**DATA SUPPLIED:**
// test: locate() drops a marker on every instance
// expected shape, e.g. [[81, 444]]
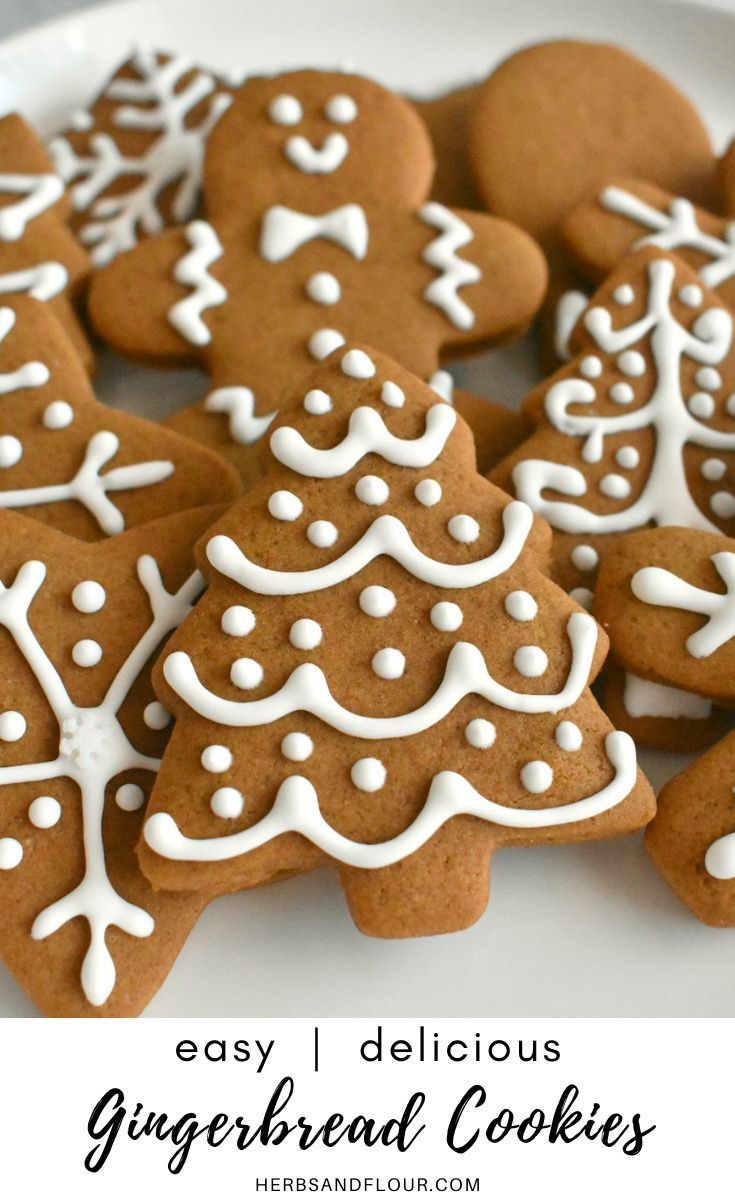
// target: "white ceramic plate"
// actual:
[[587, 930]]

---

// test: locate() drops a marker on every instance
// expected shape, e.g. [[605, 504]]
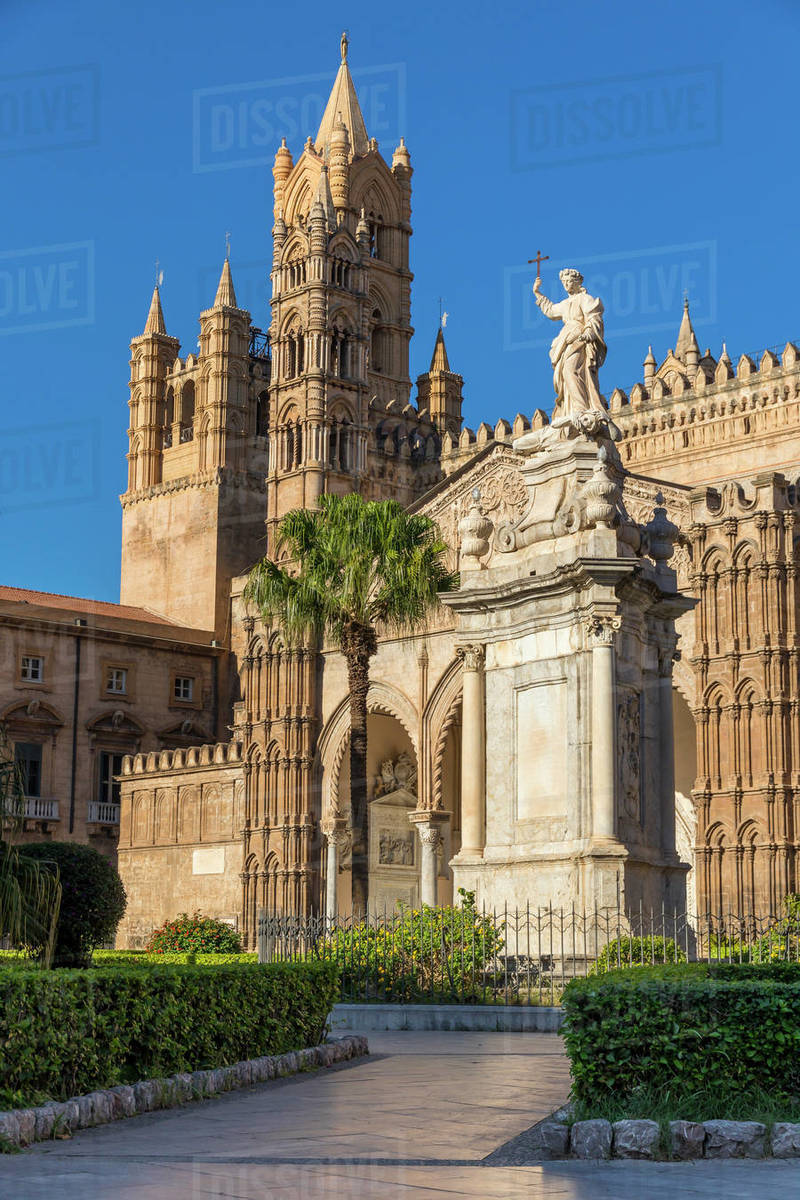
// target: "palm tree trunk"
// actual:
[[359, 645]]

**EXERCISE TASK:** Pull out every line of the listing above that contains the word "shape", treating uppercase and lowercase as different.

**FULL SOLUTION:**
// expected shape, e.g. [[81, 444]]
// expected shape, e.g. [[605, 504]]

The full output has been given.